RECORDS SUPPLIED —
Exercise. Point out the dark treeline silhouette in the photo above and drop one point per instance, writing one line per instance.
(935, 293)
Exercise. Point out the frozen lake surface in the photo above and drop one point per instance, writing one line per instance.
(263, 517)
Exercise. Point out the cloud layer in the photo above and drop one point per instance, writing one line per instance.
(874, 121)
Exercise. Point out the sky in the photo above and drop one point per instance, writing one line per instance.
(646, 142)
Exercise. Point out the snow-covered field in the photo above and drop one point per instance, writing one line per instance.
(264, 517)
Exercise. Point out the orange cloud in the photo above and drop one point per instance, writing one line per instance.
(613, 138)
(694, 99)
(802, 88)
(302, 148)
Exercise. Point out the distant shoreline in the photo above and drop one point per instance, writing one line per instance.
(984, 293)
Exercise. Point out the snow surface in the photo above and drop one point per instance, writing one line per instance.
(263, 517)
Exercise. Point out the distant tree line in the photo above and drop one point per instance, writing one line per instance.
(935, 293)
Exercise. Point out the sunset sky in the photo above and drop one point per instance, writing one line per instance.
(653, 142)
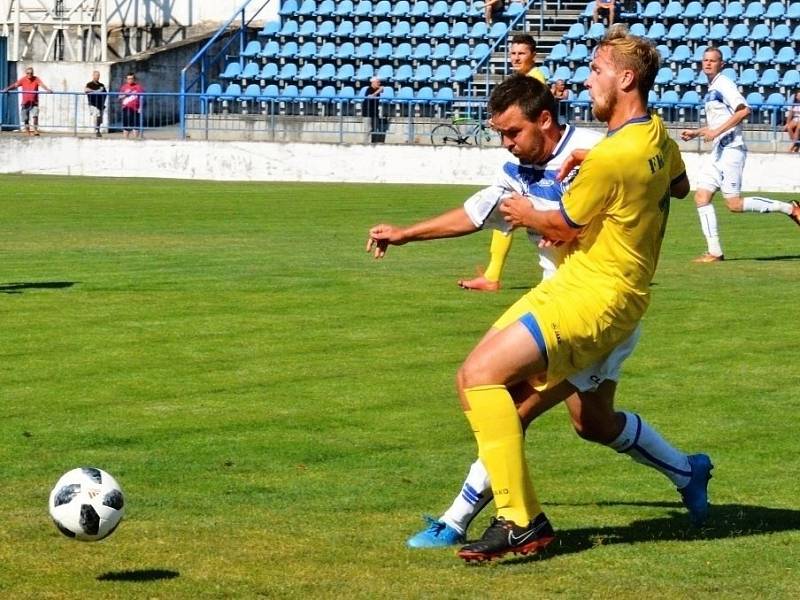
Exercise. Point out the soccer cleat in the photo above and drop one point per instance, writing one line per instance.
(502, 537)
(437, 534)
(708, 257)
(695, 493)
(795, 216)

THE REQUEST — Set down the lines of the records above exactly, apart from the pictures.

TASK SOLUTION —
Exercise. Point out the dark treeline silhouette in the photo above and drop one point per instance, writing one line per instance.
(935, 293)
Exercise. Point out the frozen lake surface in the photo above and drop one point per instance, writing one line per instance.
(263, 517)
Exercise. Point out the cloud layer in the photo above and drop one point per instance, writing one line per instance.
(874, 121)
Exercise. Point out the sky in the photo above and drop one point per instance, writing one line per instance.
(646, 142)
Exercise. Point out the snow-covered field in the photo above and drop one point per instance, writing one line per instance.
(264, 517)
Exercise. Point out the orange cloud in the photo above and drop one point per instance, writing one line per instance.
(613, 138)
(694, 99)
(802, 88)
(302, 148)
Exercise. Point out the distant shoreline in the photo above and drop one point per instance, writing one line per instance.
(984, 293)
Exercise. Point out the snow surface in the photo above and drop one point per instance, writing one line per instance.
(263, 517)
Exercise. Point out the distant tree line in the photo above and drop one point per instance, writing one line per instance.
(935, 293)
Exercise. Point out the sunset sky in the photo above and drop one point per instance, writing one line per instance.
(653, 142)
Exercise. Point out the soccer cleat in the photo above and drop one point per instance, writing one line per instance.
(502, 537)
(437, 534)
(708, 257)
(695, 493)
(795, 216)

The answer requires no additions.